**Exercise description**
Among the entries below, one line contains "Target: parked car" and another contains "Target: arched window". Transcribe those two lines and every line between them, exactly.

**Recorded information**

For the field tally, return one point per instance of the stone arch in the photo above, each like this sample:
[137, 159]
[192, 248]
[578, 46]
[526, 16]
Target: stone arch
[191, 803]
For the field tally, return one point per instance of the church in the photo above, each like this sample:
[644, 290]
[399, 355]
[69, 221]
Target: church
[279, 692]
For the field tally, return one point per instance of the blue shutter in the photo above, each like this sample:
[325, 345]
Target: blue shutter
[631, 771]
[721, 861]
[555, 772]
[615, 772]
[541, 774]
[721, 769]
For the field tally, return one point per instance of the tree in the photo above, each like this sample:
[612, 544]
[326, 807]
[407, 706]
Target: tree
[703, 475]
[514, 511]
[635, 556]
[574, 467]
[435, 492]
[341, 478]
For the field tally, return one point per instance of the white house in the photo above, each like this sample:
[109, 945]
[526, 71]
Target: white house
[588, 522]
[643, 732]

* * *

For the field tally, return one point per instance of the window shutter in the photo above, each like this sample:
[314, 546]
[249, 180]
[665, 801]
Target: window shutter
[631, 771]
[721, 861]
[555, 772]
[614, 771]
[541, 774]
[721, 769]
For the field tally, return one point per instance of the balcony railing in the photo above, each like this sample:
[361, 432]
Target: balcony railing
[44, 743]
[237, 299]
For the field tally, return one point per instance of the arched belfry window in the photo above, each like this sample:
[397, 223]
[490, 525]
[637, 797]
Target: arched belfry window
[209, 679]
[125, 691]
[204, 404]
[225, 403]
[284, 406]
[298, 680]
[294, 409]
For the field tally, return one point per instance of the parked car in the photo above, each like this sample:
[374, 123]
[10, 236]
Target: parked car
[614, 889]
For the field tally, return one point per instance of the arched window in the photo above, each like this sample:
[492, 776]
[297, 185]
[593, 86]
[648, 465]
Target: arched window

...

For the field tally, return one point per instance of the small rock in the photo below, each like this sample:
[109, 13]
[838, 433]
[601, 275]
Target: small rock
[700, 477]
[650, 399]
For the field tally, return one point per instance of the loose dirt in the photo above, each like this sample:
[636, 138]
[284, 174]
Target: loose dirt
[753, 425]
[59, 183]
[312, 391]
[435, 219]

**Output of the task**
Target: parked car
[614, 889]
For the field tally, return one point per instance of the arched window in the photo above, each like this sample:
[492, 776]
[297, 185]
[593, 86]
[648, 465]
Target: arched window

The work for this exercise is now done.